_VOTRE TÂCHE_. Extrayez des entrées ci-dessous chaque ligne qui contient la chaîne « tuft ».

_ENTRÉES FOURNIES_.
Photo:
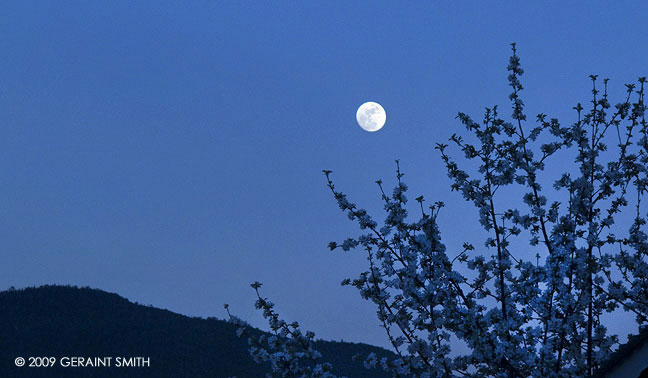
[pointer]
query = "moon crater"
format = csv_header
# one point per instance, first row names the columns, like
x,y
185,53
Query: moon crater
x,y
371,116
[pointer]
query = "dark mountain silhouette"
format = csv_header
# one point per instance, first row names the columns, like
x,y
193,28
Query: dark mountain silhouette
x,y
67,321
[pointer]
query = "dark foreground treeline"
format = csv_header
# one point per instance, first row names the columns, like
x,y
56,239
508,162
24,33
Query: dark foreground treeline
x,y
63,321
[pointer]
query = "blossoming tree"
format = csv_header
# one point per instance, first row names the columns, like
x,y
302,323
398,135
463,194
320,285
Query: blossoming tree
x,y
517,316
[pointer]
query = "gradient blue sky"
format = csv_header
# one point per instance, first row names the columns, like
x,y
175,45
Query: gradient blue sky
x,y
172,153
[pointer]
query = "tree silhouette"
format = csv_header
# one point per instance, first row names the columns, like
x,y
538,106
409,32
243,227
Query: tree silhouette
x,y
530,300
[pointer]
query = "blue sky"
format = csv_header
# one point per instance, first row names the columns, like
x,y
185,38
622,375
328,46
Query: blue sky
x,y
172,153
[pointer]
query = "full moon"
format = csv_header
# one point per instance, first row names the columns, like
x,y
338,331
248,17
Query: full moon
x,y
371,116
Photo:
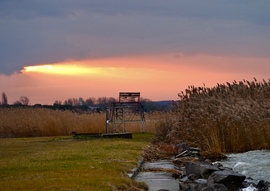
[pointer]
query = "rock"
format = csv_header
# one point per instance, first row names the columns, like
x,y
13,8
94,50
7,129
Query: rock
x,y
200,170
215,187
232,180
263,185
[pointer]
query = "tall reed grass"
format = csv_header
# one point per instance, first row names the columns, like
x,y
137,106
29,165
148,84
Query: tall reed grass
x,y
34,122
231,117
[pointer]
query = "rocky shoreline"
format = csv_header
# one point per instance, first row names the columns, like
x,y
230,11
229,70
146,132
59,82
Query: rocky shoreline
x,y
195,173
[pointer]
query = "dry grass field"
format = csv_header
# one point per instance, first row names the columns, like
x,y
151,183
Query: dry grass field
x,y
231,117
36,122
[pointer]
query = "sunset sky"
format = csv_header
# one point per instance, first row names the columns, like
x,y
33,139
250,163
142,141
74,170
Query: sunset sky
x,y
59,49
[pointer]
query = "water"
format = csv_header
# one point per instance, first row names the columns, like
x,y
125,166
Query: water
x,y
254,164
157,180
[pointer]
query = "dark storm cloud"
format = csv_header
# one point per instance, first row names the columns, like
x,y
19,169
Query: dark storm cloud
x,y
39,31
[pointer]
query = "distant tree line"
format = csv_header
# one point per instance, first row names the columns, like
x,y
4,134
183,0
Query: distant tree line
x,y
89,104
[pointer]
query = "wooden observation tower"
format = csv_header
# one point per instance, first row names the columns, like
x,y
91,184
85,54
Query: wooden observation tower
x,y
128,109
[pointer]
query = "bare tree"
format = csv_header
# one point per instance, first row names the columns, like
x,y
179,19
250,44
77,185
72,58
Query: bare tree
x,y
24,100
72,101
4,99
90,101
57,102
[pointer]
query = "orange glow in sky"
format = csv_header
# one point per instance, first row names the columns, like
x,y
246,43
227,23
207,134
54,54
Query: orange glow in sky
x,y
157,77
61,69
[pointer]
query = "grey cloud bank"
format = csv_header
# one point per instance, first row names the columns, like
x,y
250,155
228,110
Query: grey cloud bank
x,y
36,32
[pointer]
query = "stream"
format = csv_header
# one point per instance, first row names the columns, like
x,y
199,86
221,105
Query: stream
x,y
254,164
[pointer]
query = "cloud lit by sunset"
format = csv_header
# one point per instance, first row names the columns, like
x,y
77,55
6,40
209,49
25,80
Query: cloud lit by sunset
x,y
61,69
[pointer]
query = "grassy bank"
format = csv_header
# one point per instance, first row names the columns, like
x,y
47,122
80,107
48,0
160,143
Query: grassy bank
x,y
62,163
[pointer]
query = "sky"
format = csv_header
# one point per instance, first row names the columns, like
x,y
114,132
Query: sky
x,y
58,49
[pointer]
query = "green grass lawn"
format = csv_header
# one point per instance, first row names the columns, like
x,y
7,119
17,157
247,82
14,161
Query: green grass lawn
x,y
63,163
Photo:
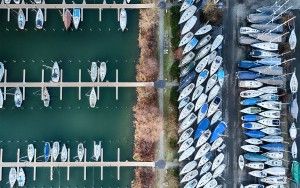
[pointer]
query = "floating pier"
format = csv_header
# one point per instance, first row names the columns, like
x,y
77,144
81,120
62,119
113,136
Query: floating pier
x,y
76,164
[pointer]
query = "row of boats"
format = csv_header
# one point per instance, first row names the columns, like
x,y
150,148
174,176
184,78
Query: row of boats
x,y
68,18
262,81
18,174
96,73
201,127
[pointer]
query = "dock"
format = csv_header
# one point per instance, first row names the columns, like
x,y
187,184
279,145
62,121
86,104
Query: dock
x,y
72,164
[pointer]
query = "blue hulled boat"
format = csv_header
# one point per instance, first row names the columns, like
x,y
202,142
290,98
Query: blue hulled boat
x,y
218,131
202,126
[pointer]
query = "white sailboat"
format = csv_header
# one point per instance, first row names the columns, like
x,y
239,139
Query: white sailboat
x,y
80,151
94,71
123,19
30,152
55,150
103,70
64,154
93,98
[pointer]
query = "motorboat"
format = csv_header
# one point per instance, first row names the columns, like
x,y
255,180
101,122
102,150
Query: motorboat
x,y
64,153
45,96
186,144
255,165
274,162
293,131
275,171
123,19
1,99
203,52
216,117
251,110
21,178
1,71
186,38
21,19
198,91
211,82
271,130
270,114
258,174
55,150
189,176
214,105
185,135
93,98
202,64
55,73
221,76
67,18
294,150
203,75
183,102
294,83
251,148
218,131
205,168
18,97
257,53
255,157
217,42
186,154
204,41
268,70
250,84
213,92
272,139
248,30
76,17
293,40
186,59
94,71
253,141
12,177
250,93
241,162
277,147
80,151
186,111
270,122
203,138
202,151
188,167
269,46
204,179
218,172
189,25
47,151
202,126
200,101
191,184
186,91
217,161
203,160
254,133
30,152
187,14
97,150
187,122
39,19
274,155
190,45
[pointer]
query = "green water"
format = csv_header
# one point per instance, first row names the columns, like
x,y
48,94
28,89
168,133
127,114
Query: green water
x,y
70,121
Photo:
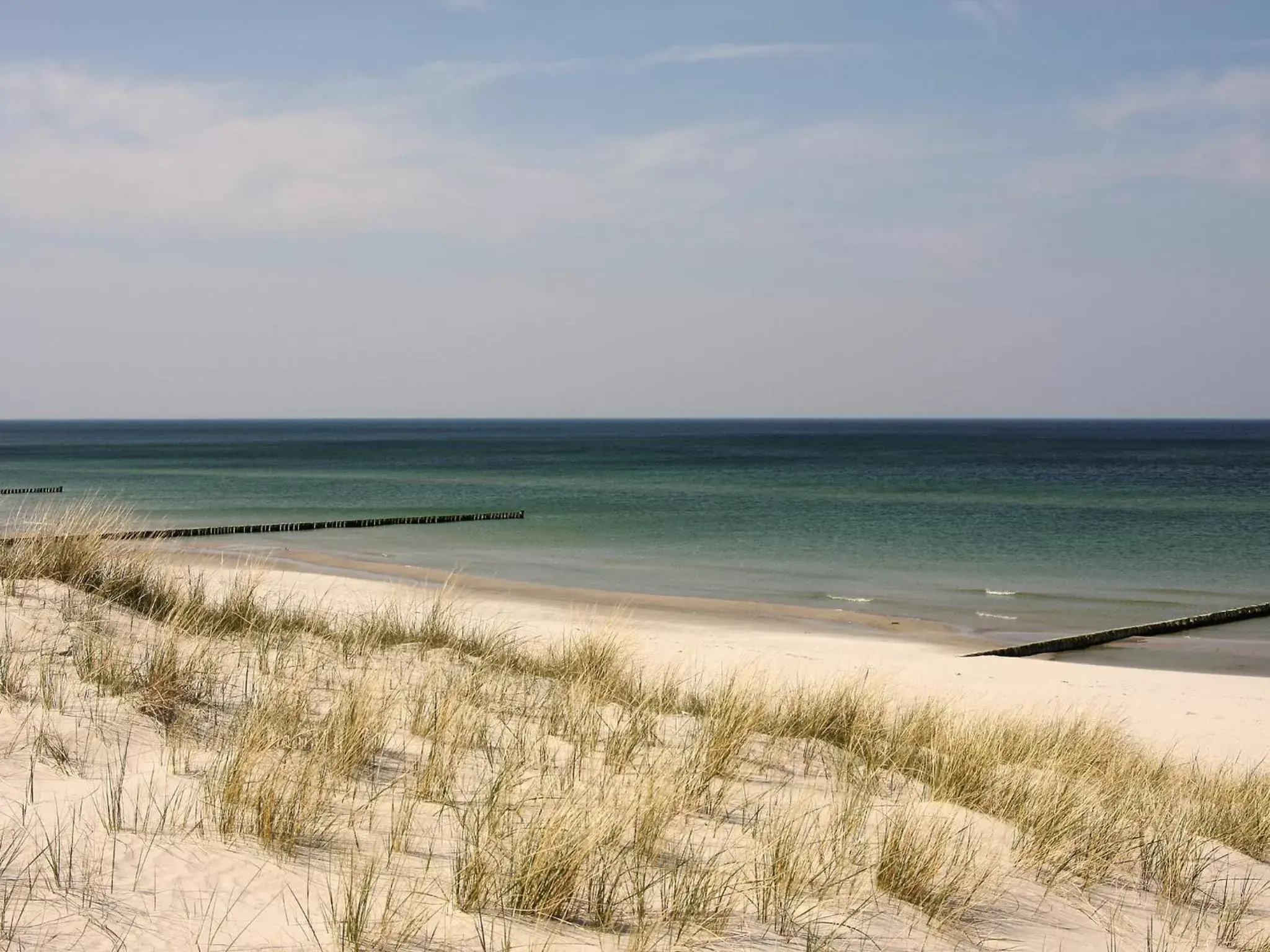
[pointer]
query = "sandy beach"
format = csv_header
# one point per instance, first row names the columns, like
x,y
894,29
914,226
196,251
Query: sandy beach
x,y
1189,712
295,759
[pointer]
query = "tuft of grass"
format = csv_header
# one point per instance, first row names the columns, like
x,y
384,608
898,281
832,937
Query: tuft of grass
x,y
54,749
802,862
930,863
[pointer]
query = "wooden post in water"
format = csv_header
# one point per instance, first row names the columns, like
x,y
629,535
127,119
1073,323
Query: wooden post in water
x,y
1073,643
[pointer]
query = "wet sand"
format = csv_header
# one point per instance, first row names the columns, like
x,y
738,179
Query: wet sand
x,y
1240,649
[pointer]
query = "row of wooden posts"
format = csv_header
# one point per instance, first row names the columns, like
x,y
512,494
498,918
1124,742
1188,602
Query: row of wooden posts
x,y
1072,643
313,526
1068,643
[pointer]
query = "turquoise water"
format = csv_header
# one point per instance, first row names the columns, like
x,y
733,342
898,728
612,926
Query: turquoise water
x,y
1088,523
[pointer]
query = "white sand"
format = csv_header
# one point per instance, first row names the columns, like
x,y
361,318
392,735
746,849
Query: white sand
x,y
1215,716
164,883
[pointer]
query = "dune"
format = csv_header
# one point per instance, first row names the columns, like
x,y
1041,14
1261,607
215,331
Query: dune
x,y
202,757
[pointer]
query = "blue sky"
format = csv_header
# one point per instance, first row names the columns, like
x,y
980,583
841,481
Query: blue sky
x,y
497,207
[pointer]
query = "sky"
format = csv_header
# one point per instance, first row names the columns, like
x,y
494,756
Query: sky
x,y
659,208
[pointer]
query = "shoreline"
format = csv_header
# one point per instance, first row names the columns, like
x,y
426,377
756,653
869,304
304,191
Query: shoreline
x,y
1178,653
1193,714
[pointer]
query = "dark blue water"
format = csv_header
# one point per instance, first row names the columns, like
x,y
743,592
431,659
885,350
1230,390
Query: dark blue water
x,y
1088,523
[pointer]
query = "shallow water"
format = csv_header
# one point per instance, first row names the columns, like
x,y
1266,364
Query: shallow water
x,y
1008,527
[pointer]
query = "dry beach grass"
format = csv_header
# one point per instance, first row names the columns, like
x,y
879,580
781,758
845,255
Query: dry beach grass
x,y
200,763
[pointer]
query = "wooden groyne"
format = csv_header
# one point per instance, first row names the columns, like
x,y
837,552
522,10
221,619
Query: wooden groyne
x,y
300,526
1073,643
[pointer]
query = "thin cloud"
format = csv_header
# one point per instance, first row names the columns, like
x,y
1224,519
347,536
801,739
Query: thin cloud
x,y
1233,92
986,14
83,151
719,52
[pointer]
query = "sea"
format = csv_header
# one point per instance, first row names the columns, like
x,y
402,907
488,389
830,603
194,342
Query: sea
x,y
1008,528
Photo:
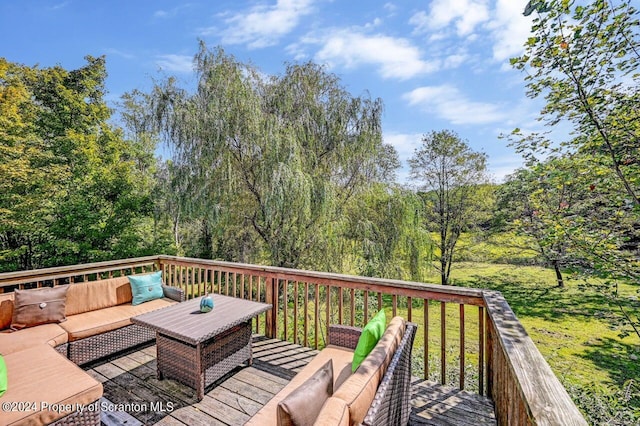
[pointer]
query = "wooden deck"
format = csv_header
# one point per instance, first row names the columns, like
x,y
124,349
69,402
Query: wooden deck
x,y
134,396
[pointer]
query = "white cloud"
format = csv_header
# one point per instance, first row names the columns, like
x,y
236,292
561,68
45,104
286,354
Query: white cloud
x,y
501,167
405,144
163,14
449,103
117,52
510,29
175,63
466,15
263,25
350,48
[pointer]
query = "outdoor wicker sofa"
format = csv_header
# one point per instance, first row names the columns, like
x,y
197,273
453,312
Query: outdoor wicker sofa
x,y
377,393
46,386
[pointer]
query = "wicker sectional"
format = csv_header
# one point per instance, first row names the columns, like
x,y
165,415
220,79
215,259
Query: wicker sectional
x,y
377,393
45,384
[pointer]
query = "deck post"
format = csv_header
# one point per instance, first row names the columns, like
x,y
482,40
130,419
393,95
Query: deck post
x,y
271,295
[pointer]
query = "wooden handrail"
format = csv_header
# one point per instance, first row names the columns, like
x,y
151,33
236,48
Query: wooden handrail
x,y
525,390
509,367
8,279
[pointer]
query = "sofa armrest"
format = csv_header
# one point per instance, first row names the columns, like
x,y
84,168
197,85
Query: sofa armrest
x,y
344,335
174,293
391,404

_RÉSULTAT DE LA TÂCHE_.
query = "tuft of grass"
Query: tuft of grass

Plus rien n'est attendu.